### TASK INSTRUCTIONS
Can you echo the entire article on dropped car dealers back word for word, with nothing changed?

### SELECTION
■ ■ ■
I know that a number of factory folks read my advertising articles in Dealer Magazine as I receive frequent emails, some good, some bad, and have actually developed an E-mail relationship with some of the upper-level management over the past 10 years. Unfortunately, a few have been purged in the past few months, but maybe I’ll make a few new friends…and not-so-friends in the coming months. So to those of you who are reading, a few ideas on the marketing challenges ahead of us.
First, let me share a crazy theory of why many good dealers in the GM and CDJ ranks were dumped. I’m thinking these makers seized the opportunity to dump many dealers who could live without their products. Of course we were over-dealered in some markets and over-zealous competition drove grosses to pitiful levels. And of course there simply were some bad dealers who should have been gone a long time ago and this was the perfect opportunity for the factories to whack the weeds under the protection of the courts. But in some cases the whacking was senseless and suspiciously diabolical. I personally know of at least four exceptional dealers who’s demise is more of a loss to the respective manufacturer, than to the dealer himself. Good dealers who ran a well-balanced operation with a high percentage of absorption, a clean, attractive facility, good personnel and substantial used-vehicle revenue. That, in my opinion, is exactly why they were dumped. They could live without the sales of new vehicles. GM and Chrysler knew one of the keys to their survival was dealers who could only survive if they advertised and sold (and ordered more) NEW GM and Chrysler vehicles. Regardless of profitability. For those of you who have read my columns for sometime now, you’ll remember that I predicted this eventual outcome. I called it the ‘penny a gallon’ ploy. When I was a kid pumping gas in the last 60s, I remember asking the service station owner why on earth he would be willing to sell gas for a penny a gallon profit, let alone keep the ‘islands’ cleaned and painted and pay us gas jockeys minimum wage. He simply pointed to the service bay and said: “kid, we lose money out here but it keeps that big sign up there on the pole which allows us to make money in there so it all works out in the end.”
■ ■ ■
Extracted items
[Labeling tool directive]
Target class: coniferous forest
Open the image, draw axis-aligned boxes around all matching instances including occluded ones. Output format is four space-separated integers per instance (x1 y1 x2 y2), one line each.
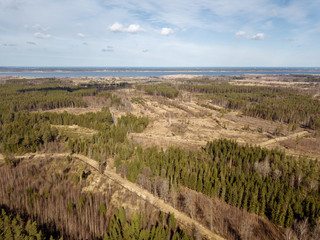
0 79 320 239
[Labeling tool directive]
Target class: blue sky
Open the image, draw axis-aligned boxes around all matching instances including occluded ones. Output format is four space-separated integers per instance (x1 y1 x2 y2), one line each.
0 0 320 67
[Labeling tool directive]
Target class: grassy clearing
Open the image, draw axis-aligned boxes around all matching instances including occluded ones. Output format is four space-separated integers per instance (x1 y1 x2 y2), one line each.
51 125 98 139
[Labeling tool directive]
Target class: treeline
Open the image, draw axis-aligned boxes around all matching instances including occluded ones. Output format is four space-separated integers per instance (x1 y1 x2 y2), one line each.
0 111 58 153
68 115 149 162
180 84 320 129
0 78 128 113
117 139 320 231
138 83 179 98
0 207 49 240
0 80 91 113
0 158 192 240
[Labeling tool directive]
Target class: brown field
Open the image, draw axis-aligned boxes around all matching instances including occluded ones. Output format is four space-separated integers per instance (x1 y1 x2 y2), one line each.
44 75 320 158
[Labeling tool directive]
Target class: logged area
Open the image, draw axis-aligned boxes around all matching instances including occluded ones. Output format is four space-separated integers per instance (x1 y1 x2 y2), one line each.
0 75 320 240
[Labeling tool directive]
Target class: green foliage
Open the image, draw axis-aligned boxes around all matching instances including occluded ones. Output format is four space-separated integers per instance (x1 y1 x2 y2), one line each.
118 139 320 227
104 208 193 240
139 83 179 98
180 84 320 129
0 207 46 240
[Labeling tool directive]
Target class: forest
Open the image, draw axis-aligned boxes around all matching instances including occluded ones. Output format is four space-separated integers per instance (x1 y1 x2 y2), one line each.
0 158 192 240
179 84 320 130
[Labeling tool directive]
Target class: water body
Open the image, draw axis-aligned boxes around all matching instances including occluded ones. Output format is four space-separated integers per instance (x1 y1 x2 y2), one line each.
0 67 320 77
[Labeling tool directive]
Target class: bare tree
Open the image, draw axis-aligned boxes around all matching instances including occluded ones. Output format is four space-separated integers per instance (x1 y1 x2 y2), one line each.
185 191 196 219
312 219 320 240
239 219 253 240
285 228 297 240
293 218 309 240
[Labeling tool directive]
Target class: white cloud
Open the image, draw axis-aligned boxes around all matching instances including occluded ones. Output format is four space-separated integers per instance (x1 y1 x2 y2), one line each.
234 31 248 38
109 22 124 32
101 46 114 52
161 28 174 36
26 42 37 45
109 22 145 33
125 24 145 33
234 31 265 40
250 33 265 40
33 32 51 39
31 23 49 32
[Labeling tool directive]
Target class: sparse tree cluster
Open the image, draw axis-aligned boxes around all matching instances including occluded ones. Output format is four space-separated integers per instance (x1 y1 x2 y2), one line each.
180 84 320 129
119 139 320 233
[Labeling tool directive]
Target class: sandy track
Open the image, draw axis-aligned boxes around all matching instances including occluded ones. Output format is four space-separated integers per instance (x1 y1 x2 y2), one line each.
0 153 224 240
258 131 309 147
72 154 224 240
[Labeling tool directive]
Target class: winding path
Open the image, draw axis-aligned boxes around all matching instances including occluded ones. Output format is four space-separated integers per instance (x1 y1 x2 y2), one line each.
0 153 224 240
258 131 309 147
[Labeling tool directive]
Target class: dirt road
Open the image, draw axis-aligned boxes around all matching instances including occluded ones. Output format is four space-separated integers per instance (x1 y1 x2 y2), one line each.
0 153 224 240
259 131 309 147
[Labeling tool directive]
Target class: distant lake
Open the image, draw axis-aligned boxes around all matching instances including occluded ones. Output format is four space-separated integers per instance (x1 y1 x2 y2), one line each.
0 67 320 77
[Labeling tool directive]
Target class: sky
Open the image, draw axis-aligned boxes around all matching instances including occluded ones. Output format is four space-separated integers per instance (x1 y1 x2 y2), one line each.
0 0 320 67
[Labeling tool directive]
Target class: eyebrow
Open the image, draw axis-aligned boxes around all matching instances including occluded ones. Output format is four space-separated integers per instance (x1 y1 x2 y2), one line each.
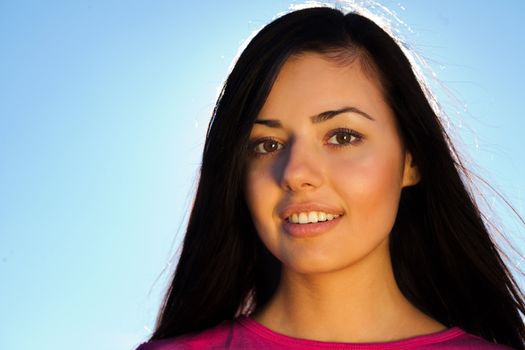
254 107 375 128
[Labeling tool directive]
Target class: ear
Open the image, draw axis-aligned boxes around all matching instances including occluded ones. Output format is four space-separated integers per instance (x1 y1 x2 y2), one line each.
402 151 421 187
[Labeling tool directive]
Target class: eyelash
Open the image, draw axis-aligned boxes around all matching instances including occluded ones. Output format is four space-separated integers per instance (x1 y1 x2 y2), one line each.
249 128 363 157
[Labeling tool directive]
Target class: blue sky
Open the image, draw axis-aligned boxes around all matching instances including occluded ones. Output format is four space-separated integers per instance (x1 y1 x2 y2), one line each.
0 0 525 350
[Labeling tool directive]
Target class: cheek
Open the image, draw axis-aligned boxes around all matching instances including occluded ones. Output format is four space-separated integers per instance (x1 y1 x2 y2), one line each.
244 166 279 232
338 146 402 231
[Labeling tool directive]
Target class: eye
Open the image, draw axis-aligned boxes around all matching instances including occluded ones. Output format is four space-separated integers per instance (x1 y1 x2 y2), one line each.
327 128 363 146
251 138 283 155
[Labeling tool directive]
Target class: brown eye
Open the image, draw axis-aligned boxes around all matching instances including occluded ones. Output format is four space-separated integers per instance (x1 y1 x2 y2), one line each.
328 129 361 146
254 139 283 154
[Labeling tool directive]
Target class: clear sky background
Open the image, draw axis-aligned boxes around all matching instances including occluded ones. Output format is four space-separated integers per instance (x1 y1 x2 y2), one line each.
0 0 525 350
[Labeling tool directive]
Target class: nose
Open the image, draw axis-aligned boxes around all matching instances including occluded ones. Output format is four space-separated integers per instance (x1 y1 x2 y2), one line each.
280 137 323 192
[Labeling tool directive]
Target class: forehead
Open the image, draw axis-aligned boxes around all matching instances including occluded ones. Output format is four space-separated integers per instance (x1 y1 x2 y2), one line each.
259 53 392 123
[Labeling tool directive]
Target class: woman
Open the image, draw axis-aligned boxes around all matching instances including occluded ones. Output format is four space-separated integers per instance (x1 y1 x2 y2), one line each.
139 8 525 350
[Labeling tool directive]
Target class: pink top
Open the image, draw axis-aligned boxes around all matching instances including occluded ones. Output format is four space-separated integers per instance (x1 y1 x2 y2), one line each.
136 316 510 350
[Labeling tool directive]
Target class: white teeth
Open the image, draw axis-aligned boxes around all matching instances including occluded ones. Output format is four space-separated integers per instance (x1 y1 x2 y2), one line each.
288 211 339 224
299 213 308 224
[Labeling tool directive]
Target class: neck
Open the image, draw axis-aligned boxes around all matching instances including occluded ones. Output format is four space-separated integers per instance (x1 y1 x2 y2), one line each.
252 239 446 342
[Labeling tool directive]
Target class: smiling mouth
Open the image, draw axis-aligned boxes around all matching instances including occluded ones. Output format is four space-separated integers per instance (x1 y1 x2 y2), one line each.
286 211 341 225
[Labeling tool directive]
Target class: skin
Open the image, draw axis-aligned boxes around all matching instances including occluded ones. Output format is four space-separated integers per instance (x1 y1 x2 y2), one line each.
245 53 446 342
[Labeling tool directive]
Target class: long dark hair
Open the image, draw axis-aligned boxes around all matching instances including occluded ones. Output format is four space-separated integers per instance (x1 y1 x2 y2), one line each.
151 7 525 349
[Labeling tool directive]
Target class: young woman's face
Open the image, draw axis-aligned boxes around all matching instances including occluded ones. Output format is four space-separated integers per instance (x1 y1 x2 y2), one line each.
245 53 417 273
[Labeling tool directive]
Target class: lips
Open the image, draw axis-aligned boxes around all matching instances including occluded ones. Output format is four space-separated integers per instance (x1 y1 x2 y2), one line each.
279 202 344 238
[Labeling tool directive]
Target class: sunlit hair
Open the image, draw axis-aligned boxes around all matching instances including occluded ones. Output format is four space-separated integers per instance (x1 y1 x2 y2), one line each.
151 7 525 349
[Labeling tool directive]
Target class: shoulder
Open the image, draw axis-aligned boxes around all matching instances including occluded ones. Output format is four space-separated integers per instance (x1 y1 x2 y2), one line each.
136 321 242 350
443 331 512 350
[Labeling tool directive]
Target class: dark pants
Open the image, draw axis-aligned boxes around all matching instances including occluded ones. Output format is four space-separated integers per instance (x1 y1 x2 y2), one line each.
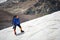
■ ■ ■
### SOLVED PROBLEM
I know that a number of factory folks read my advertising articles in Dealer Magazine as I receive frequent emails, some good, some bad, and have actually developed an E-mail relationship with some of the upper-level management over the past 10 years. Unfortunately, a few have been purged in the past few months, but maybe I’ll make a few new friends…and not-so-friends in the coming months. So to those of you who are reading, a few ideas on the marketing challenges ahead of us.
First, let me share a crazy theory of why many good dealers in the GM and CDJ ranks were dumped. I’m thinking these makers seized the opportunity to dump many dealers who could live without their products. Of course we were over-dealered in some markets and over-zealous competition drove grosses to pitiful levels. And of course there simply were some bad dealers who should have been gone a long time ago and this was the perfect opportunity for the factories to whack the weeds under the protection of the courts. But in some cases the whacking was senseless and suspiciously diabolical. I personally know of at least four exceptional dealers who’s demise is more of a loss to the respective manufacturer, than to the dealer himself. Good dealers who ran a well-balanced operation with a high percentage of absorption, a clean, attractive facility, good personnel and substantial used-vehicle revenue. That, in my opinion, is exactly why they were dumped. They could live without the sales of new vehicles. GM and Chrysler knew one of the keys to their survival was dealers who could only survive if they advertised and sold (and ordered more) NEW GM and Chrysler vehicles. Regardless of profitability. For those of you who have read my columns for sometime now, you’ll remember that I predicted this eventual outcome. I called it the ‘penny a gallon’ ploy. When I was a kid pumping gas in the last 60s, I remember asking the service station owner why on earth he would be willing to sell gas for a penny a gallon profit, let alone keep the ‘islands’ cleaned and painted and pay us gas jockeys minimum wage. He simply pointed to the service bay and said: “kid, we lose money out here but it keeps that big sign up there on the pole which allows us to make money in there so it all works out in the end.”